> **Try it**: Once the line with "Query: man's leg" is found in the entries below, print it and each following line exactly, stopping after the line with "The function MUST return, for every instance of the man's hand"; print nothing else.

Saved entries
____

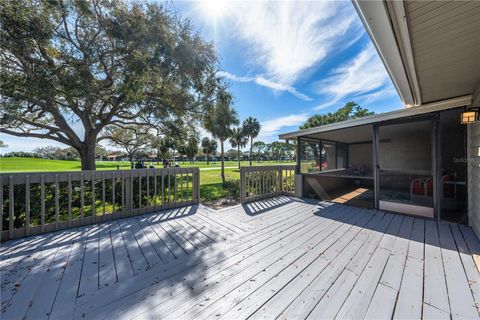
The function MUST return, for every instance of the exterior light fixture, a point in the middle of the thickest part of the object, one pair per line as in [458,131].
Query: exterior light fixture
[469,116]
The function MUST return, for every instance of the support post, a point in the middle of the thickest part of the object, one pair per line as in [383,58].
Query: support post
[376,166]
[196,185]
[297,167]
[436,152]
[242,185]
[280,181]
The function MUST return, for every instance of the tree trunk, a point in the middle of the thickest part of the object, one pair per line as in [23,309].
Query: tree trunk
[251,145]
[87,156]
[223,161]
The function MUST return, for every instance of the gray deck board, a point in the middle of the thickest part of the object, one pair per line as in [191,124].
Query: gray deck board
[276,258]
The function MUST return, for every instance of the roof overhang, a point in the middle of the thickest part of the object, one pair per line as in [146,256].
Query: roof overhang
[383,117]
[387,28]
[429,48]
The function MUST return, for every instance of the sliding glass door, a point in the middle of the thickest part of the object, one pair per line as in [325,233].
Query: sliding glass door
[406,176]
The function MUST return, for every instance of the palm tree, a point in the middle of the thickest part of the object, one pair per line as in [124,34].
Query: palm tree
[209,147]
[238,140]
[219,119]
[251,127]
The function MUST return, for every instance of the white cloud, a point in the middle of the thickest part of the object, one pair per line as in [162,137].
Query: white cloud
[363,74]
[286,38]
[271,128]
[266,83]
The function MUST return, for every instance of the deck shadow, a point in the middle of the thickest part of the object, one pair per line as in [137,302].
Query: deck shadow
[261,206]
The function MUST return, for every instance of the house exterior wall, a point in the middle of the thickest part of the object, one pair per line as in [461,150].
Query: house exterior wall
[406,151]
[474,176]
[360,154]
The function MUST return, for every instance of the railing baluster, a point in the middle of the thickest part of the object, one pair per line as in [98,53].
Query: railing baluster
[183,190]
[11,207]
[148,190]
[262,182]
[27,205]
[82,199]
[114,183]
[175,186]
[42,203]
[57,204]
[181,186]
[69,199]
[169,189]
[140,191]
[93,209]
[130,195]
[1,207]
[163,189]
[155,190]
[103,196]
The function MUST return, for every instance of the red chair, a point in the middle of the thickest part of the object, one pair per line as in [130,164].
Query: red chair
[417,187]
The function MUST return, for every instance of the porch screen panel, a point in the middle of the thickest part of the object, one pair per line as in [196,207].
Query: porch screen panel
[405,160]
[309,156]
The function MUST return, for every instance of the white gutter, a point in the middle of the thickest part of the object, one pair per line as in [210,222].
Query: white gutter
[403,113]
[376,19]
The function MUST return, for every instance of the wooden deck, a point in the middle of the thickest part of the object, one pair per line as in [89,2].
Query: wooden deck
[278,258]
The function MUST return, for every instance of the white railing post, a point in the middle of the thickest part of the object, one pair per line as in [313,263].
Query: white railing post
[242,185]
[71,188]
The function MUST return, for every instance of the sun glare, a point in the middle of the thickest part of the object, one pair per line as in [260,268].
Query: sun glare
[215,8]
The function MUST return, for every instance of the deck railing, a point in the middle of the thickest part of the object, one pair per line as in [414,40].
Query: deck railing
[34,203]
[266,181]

____

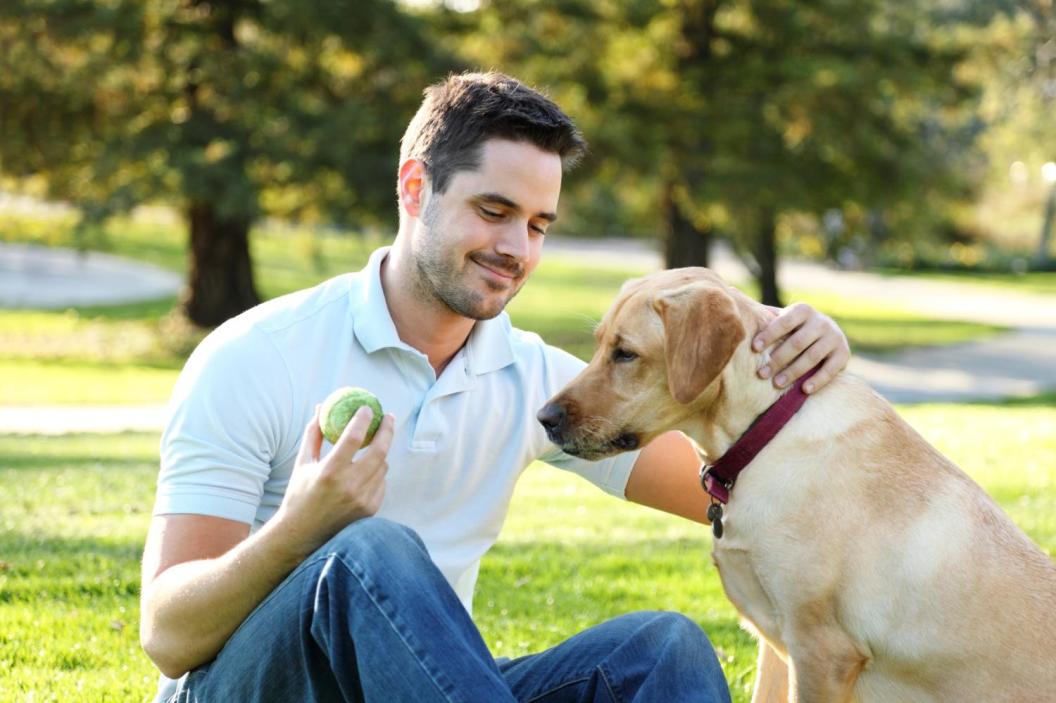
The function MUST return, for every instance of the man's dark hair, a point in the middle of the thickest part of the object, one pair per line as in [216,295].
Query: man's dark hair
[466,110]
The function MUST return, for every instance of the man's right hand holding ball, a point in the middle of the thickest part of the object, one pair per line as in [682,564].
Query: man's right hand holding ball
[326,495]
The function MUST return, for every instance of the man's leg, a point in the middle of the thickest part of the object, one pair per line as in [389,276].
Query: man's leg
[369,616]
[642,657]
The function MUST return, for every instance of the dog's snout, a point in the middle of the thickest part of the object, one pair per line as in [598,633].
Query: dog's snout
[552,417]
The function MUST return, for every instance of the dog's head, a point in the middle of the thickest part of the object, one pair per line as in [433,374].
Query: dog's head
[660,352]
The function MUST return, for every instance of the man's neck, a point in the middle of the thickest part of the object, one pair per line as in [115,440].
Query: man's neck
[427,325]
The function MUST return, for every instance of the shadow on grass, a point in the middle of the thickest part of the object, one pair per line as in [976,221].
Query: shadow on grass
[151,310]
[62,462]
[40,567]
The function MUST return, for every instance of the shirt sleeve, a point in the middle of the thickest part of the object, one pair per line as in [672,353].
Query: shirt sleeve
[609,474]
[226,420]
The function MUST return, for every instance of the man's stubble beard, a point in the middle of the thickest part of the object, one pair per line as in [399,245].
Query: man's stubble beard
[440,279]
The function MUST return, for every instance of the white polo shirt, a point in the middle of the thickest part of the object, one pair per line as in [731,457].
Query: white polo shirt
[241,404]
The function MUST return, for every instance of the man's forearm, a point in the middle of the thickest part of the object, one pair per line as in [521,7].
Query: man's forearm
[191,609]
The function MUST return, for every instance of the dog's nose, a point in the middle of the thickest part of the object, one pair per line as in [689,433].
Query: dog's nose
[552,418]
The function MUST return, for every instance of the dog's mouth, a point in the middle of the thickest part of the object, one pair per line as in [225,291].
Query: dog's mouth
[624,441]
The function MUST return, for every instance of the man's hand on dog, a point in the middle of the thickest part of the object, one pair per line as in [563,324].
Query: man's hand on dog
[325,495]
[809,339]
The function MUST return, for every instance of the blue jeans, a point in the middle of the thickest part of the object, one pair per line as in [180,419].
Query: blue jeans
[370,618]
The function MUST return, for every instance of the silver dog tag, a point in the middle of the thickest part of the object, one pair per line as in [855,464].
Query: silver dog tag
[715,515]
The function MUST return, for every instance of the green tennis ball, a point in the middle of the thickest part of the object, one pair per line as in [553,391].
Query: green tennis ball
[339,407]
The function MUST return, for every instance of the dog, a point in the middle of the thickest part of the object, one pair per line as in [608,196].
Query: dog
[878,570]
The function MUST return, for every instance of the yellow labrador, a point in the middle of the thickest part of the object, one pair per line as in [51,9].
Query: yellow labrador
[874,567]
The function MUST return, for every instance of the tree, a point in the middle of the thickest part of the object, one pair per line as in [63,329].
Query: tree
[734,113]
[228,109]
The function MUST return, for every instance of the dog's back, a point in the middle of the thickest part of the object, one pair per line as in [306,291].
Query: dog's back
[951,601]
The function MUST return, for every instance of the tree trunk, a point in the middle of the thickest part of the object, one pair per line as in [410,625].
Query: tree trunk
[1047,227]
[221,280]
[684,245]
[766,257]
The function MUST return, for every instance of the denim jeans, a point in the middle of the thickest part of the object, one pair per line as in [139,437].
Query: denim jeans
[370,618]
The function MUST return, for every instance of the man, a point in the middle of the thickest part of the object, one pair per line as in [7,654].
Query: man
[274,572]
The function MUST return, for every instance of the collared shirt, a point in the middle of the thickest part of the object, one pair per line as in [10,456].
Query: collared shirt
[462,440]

____

> **Your solution**:
Query: man's leg
[369,616]
[642,657]
The function MUST return, for every instance of the dog's snout, a point in the middle of the thickest part of the object, one pair per line as in [598,633].
Query: dog's snout
[552,417]
The function MUST return, for every instance of the dog's head, a point in the middle of the thickest part of the object, one pair per line as in [433,374].
Query: dog's head
[660,352]
The function MUST return, for every instance of the man's neck, a point in the middle of the thickest part of the object, one pair per line as in [115,440].
Query: man's neck
[427,325]
The function MUST return, for every instance of the shadow on grass, a point in the middle of the thickest part of the object, one pair per line as in [976,221].
Query: shadow on grass
[151,310]
[62,462]
[40,567]
The function MUST return, for every instance of the shirt sleeve, a point in the middle of the thickest part of the object, one pair per line as in [672,353].
Query: shirt sleeve
[609,474]
[226,420]
The function MUST return, for every instance of the man's stubble beard, a point in the middle of the thickest part of the object, one pair per line as in [399,245].
Query: man's stubble beard
[440,279]
The function MUST return, for every instance of the white polo shirt, a point in the middle of the thickest part of the object, one pair per line as in [731,457].
Query: white polo shirt
[241,404]
The function MUST return, for every instance of the man's forearm, a point in the middle of the thickest part of the object, one pair per line as in [521,7].
Query: man's forearm
[191,609]
The function MUST return, for every instance of the dog's nose, a point in the middle of the thickest part of the object, one pair per line as in [689,433].
Query: dog's nose
[552,418]
The function MUST return, for every instance of the dog's mouth, a point in the middle of the thickest part of the object, one pair per line as in [225,291].
Query: dog's mouth
[624,441]
The function MUST return, for every instance of the man's hand on dog, a point in the middle of the thickest part of the object, one pair per line as in [563,324].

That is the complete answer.